Written problem
Copy exactly, and only, the lines from the line containing "Each instance gets a single point. Label the sea" through the last line of the records below, both included.

Entries supplied
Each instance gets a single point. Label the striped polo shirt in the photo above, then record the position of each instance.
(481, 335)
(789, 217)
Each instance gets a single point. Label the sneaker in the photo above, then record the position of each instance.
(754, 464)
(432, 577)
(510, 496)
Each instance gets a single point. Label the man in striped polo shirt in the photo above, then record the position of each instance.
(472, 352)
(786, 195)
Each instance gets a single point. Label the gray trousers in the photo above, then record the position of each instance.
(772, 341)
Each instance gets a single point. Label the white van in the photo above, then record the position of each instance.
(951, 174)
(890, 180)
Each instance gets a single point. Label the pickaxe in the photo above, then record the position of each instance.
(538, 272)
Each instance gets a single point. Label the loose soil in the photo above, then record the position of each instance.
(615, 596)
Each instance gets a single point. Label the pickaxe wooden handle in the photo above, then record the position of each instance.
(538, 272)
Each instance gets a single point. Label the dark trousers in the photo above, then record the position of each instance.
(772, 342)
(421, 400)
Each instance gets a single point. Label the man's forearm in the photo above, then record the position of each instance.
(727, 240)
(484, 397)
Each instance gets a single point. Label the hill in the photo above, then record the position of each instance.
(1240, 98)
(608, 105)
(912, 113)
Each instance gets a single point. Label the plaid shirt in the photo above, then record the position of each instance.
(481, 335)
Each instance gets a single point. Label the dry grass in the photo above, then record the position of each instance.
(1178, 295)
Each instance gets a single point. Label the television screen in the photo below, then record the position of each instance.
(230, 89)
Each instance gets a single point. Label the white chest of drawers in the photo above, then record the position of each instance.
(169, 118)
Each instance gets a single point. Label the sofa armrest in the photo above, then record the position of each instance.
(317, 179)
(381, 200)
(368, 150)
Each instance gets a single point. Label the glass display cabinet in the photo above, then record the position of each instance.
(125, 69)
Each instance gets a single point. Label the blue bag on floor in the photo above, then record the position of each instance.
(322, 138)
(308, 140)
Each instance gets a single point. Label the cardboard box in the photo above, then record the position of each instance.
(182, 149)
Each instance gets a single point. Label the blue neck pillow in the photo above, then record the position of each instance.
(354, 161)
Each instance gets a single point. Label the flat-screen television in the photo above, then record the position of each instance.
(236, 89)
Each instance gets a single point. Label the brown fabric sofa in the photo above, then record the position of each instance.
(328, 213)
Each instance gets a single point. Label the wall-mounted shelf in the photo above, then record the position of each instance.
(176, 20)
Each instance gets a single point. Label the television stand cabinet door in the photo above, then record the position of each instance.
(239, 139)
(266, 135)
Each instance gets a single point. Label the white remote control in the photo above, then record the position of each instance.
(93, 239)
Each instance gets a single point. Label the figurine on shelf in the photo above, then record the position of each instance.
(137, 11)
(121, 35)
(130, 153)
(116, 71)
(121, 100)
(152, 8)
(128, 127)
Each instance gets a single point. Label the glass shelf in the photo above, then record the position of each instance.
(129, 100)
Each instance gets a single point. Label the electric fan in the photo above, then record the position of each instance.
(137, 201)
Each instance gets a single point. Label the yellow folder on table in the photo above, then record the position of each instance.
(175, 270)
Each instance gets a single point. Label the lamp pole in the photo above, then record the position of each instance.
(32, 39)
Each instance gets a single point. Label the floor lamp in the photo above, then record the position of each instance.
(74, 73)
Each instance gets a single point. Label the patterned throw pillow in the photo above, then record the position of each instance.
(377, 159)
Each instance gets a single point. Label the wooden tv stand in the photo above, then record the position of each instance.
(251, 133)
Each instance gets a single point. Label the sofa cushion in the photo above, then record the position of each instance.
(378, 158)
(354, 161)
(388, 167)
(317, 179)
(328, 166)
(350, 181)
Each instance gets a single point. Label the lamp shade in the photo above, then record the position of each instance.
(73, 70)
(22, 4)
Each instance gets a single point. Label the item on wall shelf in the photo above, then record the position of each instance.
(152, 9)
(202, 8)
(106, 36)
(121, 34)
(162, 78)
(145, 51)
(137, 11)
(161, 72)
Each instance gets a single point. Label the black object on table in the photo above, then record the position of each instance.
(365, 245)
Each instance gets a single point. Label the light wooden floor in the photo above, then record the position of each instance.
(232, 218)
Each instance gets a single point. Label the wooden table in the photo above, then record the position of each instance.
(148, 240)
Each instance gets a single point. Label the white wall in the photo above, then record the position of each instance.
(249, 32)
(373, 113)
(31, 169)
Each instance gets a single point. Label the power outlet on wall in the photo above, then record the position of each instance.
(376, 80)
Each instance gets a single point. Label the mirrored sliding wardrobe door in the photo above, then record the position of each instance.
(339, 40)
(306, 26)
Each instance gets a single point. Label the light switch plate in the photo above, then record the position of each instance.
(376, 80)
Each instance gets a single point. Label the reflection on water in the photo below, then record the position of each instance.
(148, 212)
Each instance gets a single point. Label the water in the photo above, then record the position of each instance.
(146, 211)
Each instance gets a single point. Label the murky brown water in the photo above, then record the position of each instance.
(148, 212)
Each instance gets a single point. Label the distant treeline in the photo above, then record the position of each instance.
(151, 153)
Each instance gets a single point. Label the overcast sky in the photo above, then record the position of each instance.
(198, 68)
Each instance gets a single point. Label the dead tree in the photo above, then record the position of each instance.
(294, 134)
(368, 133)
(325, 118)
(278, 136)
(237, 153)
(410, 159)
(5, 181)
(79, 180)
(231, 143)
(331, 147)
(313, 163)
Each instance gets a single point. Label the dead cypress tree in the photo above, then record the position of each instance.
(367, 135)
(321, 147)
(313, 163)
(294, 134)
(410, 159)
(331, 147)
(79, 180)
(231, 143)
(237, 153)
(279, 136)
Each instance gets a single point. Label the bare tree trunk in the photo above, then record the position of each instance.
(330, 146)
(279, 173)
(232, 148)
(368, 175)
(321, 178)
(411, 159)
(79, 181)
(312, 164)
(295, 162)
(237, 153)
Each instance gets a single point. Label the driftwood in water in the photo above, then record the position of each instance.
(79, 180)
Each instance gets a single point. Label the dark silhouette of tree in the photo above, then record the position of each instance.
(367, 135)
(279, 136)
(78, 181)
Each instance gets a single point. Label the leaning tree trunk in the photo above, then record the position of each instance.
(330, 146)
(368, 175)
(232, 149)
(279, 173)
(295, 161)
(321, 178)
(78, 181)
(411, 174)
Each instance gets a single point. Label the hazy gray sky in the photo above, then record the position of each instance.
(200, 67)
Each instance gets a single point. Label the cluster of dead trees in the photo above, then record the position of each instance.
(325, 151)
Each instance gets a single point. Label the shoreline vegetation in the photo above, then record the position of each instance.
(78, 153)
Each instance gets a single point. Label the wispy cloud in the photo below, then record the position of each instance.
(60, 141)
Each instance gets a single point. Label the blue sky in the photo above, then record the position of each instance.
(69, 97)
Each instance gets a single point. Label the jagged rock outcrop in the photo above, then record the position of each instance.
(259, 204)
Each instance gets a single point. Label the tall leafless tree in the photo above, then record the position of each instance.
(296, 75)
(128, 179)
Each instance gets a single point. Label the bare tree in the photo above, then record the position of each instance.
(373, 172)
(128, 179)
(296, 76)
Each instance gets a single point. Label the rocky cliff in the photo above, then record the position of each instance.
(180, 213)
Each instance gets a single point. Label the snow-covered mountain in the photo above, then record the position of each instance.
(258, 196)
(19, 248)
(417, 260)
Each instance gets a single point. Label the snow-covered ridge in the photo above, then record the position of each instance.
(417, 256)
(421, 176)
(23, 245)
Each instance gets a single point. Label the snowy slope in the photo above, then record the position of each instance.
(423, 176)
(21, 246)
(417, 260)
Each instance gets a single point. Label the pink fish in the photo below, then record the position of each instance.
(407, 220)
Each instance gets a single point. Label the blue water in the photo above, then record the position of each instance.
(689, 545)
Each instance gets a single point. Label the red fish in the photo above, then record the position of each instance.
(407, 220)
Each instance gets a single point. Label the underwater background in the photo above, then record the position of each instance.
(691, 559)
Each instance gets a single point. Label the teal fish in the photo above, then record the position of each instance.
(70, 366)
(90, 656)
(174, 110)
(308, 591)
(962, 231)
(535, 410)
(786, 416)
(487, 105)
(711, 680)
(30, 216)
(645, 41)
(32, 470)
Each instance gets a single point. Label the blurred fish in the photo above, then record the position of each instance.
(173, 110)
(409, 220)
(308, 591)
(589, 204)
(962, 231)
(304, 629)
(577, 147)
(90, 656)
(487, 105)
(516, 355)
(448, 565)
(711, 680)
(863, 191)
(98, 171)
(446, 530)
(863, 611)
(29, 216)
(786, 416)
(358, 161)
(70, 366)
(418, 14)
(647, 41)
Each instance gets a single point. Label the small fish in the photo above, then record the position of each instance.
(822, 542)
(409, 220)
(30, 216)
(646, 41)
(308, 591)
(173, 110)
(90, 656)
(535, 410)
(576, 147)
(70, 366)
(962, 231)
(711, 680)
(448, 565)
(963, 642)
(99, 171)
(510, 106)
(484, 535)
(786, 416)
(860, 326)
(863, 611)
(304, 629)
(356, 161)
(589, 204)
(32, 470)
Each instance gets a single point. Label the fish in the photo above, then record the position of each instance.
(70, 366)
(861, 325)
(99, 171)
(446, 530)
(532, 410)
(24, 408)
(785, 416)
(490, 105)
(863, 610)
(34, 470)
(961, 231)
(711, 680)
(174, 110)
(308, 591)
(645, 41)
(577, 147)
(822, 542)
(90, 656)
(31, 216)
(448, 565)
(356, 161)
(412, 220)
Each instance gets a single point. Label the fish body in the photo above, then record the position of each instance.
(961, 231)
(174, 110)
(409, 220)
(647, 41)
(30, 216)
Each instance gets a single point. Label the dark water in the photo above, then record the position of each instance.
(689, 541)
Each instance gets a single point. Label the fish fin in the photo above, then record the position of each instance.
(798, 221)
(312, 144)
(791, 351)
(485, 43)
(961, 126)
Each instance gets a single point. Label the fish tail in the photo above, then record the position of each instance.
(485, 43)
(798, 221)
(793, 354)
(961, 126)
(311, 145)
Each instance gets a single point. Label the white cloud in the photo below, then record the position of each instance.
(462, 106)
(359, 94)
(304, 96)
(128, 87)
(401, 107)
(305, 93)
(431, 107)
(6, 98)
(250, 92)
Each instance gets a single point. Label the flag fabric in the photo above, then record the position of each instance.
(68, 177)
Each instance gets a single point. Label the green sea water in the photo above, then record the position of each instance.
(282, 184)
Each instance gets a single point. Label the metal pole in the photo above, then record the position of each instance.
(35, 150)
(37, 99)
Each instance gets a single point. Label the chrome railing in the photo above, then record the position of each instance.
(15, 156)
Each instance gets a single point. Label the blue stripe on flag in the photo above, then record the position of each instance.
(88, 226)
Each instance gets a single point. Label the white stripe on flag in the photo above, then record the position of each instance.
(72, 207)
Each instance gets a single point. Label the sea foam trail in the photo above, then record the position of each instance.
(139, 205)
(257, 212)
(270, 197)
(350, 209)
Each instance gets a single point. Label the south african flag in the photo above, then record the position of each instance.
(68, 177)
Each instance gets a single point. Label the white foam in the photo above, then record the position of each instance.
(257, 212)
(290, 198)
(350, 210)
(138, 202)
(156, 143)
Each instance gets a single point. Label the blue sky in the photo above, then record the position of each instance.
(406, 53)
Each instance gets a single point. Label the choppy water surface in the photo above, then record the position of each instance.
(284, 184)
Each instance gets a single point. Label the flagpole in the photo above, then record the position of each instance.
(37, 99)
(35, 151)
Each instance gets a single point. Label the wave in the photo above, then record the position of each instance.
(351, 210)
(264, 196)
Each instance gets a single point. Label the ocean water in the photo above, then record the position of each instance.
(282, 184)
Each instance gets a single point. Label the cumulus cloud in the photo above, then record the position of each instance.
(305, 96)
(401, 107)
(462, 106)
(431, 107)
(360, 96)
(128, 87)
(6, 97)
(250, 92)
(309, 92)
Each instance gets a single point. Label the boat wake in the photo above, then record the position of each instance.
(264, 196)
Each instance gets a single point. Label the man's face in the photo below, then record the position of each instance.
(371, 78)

Solution for this task
Each instance gets a single point. Label the sea foam trail in the photo above, then record the position of each instance.
(139, 205)
(257, 212)
(270, 197)
(350, 209)
Each instance gets a single point. Label the south african flag in the photo above, then record the position of each instance.
(68, 177)
Each instance gets a single point. Label the white foam in the photo above, then record the position of each instance.
(257, 212)
(290, 198)
(350, 210)
(138, 202)
(156, 143)
Each instance gets a single point. Label the blue sky in the photo above, then record the position of each instance.
(406, 53)
Each instance gets a single point. Label the choppy water surface in the photo above, then record the position of each instance.
(284, 184)
Each instance gets a single point. Label the flagpole in the photo above, then record the position of each instance.
(37, 99)
(35, 151)
Each instance gets a single point. Label the wave in the photo above, then record the position of each instance.
(351, 210)
(264, 196)
Each instance gets a single point. Label the ocean water in the photo above, then record the position of each instance.
(282, 184)
Each instance gets a single point. Label the cumulus cloud in the photo above, then record the position of each instance.
(305, 96)
(401, 107)
(462, 106)
(431, 107)
(360, 96)
(128, 87)
(6, 97)
(250, 92)
(309, 92)
Each instance gets a single point. Label the boat wake in the photo above, then record the position of each instance.
(264, 196)
Each instance gets a single point. Label the man's face in the photo below, then record the position of each instance.
(371, 78)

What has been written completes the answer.